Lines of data
• • • • •
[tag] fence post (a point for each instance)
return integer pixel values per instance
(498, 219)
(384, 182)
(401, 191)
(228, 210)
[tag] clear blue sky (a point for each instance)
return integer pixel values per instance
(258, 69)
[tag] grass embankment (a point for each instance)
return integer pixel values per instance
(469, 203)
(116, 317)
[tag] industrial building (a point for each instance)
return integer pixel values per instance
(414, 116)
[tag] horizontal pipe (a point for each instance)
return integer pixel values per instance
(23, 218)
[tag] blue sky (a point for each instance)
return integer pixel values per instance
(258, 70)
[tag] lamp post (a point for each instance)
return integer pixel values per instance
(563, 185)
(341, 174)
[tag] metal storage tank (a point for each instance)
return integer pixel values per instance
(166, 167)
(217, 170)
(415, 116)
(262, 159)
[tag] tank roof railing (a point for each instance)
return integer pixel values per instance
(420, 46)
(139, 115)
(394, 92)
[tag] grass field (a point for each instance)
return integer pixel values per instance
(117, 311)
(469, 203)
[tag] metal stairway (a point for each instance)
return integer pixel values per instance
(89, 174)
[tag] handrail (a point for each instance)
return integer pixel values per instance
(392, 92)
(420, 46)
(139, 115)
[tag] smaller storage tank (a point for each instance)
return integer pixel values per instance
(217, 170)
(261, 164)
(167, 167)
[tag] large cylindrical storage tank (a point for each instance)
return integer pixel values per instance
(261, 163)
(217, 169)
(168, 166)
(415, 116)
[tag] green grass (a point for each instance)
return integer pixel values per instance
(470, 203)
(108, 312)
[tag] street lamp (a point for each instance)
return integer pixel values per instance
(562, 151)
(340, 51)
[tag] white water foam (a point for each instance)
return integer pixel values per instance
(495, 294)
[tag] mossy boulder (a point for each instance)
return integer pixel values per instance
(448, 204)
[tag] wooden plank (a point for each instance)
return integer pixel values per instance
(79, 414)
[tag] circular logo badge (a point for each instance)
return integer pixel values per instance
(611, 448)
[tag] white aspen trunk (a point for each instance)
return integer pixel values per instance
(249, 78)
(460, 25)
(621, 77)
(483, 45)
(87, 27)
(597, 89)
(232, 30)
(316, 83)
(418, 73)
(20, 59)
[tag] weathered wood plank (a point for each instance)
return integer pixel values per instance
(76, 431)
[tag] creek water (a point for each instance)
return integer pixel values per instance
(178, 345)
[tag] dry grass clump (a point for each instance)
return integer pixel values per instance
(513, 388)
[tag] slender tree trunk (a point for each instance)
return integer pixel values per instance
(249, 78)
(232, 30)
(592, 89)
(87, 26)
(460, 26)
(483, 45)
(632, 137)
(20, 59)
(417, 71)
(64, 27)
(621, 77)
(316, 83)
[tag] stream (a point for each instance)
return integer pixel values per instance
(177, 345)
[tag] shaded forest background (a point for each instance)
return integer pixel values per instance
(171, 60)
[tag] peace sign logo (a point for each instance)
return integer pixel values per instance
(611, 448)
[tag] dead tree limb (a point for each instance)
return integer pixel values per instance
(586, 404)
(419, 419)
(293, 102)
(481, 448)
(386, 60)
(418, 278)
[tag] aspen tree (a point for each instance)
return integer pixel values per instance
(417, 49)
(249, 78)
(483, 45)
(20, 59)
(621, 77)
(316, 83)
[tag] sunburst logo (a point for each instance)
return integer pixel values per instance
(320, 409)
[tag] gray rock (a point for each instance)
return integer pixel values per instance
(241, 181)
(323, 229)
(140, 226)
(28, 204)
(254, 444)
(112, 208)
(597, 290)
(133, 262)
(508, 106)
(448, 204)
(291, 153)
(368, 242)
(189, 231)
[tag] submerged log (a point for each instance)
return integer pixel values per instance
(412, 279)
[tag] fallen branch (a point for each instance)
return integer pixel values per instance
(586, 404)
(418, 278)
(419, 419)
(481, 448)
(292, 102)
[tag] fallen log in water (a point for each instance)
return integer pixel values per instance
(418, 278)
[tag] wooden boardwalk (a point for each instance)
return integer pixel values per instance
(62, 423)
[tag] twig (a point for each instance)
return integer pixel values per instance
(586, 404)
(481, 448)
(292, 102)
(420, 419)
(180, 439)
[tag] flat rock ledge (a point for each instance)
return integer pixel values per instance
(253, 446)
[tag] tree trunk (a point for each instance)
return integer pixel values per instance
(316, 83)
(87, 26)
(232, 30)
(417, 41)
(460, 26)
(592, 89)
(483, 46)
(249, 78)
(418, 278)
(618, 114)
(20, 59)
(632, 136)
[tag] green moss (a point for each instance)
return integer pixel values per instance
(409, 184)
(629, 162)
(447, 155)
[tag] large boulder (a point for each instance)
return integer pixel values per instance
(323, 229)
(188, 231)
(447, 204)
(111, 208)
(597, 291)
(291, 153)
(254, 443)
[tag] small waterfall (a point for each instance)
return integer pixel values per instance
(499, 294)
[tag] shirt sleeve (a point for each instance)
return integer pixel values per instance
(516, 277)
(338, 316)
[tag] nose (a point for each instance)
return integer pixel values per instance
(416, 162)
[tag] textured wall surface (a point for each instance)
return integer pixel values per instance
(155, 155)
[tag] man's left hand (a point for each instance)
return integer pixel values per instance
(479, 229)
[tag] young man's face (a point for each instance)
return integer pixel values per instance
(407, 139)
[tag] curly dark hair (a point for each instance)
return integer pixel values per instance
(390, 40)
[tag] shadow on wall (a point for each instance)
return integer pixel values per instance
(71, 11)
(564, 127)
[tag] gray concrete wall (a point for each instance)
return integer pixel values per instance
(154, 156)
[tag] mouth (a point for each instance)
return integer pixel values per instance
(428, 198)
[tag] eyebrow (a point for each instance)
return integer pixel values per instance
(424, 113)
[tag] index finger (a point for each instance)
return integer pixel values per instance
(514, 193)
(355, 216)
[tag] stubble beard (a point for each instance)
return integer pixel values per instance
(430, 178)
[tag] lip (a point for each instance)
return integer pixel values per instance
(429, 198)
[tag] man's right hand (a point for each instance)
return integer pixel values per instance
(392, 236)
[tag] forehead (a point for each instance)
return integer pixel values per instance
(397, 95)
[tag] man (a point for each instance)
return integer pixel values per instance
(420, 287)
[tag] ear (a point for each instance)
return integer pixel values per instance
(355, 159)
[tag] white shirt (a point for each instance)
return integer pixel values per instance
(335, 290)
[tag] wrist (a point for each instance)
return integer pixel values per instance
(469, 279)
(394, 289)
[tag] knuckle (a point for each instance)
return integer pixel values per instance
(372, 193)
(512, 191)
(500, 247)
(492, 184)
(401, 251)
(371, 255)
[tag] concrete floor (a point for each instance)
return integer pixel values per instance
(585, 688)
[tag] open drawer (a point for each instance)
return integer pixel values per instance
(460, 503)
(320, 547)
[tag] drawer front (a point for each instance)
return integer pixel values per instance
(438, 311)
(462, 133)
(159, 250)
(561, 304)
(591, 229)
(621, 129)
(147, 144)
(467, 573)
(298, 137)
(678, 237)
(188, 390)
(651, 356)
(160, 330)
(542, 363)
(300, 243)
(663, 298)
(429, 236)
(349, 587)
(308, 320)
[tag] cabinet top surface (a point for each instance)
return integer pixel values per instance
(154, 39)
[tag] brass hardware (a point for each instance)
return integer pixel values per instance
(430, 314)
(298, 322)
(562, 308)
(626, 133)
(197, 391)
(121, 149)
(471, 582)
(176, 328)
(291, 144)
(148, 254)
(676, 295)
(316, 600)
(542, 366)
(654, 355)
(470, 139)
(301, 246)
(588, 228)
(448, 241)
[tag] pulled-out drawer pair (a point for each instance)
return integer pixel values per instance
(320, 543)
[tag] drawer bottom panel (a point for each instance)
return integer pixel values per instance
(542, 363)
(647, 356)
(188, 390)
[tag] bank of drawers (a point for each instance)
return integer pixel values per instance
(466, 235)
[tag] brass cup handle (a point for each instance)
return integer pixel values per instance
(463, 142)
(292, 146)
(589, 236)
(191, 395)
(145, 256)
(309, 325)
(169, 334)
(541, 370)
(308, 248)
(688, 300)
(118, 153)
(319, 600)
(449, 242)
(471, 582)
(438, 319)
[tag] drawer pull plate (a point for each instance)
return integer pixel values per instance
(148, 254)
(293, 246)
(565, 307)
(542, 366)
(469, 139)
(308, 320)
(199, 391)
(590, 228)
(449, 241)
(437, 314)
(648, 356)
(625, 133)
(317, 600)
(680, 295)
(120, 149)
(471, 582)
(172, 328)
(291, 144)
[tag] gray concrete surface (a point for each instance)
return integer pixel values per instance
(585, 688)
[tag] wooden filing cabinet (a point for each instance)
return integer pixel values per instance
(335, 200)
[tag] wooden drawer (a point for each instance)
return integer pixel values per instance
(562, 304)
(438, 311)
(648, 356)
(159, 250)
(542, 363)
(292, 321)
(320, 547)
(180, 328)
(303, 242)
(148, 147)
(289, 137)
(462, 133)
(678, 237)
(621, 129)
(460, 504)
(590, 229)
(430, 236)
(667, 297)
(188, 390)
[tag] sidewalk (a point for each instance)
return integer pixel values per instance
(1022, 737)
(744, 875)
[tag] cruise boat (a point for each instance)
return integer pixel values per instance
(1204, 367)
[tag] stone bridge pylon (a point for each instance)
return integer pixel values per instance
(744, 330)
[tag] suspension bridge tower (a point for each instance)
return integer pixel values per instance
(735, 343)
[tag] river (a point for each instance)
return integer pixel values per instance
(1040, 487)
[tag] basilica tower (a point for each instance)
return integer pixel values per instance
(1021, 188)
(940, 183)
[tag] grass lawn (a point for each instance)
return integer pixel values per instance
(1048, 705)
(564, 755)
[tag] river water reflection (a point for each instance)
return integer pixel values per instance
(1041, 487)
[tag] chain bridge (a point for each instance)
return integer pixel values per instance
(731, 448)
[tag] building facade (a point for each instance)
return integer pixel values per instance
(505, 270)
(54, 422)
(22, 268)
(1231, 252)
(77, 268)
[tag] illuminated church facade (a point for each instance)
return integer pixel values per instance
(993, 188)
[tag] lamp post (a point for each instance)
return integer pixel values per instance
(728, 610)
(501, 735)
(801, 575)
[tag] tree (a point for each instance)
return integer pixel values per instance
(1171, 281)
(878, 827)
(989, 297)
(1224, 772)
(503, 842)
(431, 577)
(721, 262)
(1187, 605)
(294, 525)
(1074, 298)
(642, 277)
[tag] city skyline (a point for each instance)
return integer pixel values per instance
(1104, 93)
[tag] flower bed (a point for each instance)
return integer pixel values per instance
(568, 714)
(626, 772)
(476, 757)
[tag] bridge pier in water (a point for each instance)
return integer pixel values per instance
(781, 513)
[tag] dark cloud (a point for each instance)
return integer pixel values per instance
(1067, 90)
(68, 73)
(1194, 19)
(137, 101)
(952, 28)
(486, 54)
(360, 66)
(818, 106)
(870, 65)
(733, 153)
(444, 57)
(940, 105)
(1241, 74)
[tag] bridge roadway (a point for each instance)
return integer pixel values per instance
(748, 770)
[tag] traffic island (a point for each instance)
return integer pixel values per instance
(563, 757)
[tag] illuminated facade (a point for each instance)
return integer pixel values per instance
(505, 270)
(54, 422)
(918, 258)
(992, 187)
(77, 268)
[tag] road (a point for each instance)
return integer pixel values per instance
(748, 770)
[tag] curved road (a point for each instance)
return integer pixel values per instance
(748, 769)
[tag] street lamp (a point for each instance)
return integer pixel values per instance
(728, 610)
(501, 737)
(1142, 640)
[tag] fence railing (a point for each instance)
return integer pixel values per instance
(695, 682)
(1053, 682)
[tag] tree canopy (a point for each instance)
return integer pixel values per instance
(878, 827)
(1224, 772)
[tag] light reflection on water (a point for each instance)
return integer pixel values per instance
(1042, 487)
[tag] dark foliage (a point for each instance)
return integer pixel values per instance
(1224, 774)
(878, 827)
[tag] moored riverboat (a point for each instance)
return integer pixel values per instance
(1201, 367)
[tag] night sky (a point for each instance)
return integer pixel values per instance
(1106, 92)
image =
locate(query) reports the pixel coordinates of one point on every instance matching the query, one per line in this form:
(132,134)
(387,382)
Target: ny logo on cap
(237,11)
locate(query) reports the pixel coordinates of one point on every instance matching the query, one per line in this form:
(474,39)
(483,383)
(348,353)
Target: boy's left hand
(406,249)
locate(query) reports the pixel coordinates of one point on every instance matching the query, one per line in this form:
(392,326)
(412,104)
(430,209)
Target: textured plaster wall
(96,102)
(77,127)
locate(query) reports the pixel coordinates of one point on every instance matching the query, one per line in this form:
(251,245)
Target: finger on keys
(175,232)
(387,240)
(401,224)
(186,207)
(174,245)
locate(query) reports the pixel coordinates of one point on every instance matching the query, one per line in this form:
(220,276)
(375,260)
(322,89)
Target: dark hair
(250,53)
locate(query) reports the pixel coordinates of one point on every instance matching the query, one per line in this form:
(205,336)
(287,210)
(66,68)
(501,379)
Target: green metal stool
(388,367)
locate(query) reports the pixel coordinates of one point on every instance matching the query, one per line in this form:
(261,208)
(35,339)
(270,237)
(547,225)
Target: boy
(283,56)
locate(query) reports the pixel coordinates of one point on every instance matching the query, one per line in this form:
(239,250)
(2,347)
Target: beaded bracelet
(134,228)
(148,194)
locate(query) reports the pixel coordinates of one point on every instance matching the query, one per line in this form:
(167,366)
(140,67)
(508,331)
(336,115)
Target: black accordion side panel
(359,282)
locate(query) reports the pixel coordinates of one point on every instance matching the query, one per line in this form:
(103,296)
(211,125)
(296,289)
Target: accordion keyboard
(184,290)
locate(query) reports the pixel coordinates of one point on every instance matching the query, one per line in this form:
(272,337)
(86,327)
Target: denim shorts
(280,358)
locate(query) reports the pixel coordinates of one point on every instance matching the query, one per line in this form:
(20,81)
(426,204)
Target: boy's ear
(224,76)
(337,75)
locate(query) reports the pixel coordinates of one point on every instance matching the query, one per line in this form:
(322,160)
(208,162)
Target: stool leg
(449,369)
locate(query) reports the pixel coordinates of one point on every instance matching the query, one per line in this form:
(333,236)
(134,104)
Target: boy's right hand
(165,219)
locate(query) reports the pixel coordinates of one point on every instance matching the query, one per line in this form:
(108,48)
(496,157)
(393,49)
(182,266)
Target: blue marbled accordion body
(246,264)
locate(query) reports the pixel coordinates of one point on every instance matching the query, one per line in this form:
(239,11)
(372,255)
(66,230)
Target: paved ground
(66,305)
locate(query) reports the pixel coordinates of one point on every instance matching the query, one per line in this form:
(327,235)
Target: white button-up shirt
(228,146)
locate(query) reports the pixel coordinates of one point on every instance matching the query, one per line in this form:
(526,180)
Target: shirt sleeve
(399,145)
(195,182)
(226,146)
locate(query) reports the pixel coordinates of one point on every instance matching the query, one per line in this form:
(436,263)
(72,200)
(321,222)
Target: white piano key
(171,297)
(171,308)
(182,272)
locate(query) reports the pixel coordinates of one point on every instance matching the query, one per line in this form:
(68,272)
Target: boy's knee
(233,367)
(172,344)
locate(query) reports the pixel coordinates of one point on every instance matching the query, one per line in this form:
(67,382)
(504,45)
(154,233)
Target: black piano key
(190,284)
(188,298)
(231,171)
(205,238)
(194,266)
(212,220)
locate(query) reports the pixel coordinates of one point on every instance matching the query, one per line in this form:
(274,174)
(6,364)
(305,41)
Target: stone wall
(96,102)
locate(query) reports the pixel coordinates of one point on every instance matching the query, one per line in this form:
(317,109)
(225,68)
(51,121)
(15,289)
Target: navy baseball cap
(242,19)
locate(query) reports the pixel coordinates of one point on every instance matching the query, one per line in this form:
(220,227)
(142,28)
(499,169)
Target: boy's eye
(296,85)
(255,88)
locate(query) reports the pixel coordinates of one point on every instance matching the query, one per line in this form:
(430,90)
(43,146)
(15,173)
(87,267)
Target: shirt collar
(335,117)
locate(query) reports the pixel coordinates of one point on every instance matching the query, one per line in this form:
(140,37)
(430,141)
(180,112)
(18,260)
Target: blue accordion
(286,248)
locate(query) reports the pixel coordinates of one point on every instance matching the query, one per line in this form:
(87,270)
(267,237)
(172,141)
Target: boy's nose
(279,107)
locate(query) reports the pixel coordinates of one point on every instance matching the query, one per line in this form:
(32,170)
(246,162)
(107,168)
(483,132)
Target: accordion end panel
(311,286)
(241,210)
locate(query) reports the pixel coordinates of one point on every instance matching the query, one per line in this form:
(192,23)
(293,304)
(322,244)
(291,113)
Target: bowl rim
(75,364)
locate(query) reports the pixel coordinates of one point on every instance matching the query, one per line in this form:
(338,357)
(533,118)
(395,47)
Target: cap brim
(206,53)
• • • • •
> **EXERCISE INSTRUCTIONS**:
Filter the items above, copying every line that contains the word "stool". Case counts, so a line matches only when the word's letters have the same case.

> **FULL OUTPUT**:
Target: green metal stool
Target: stool leg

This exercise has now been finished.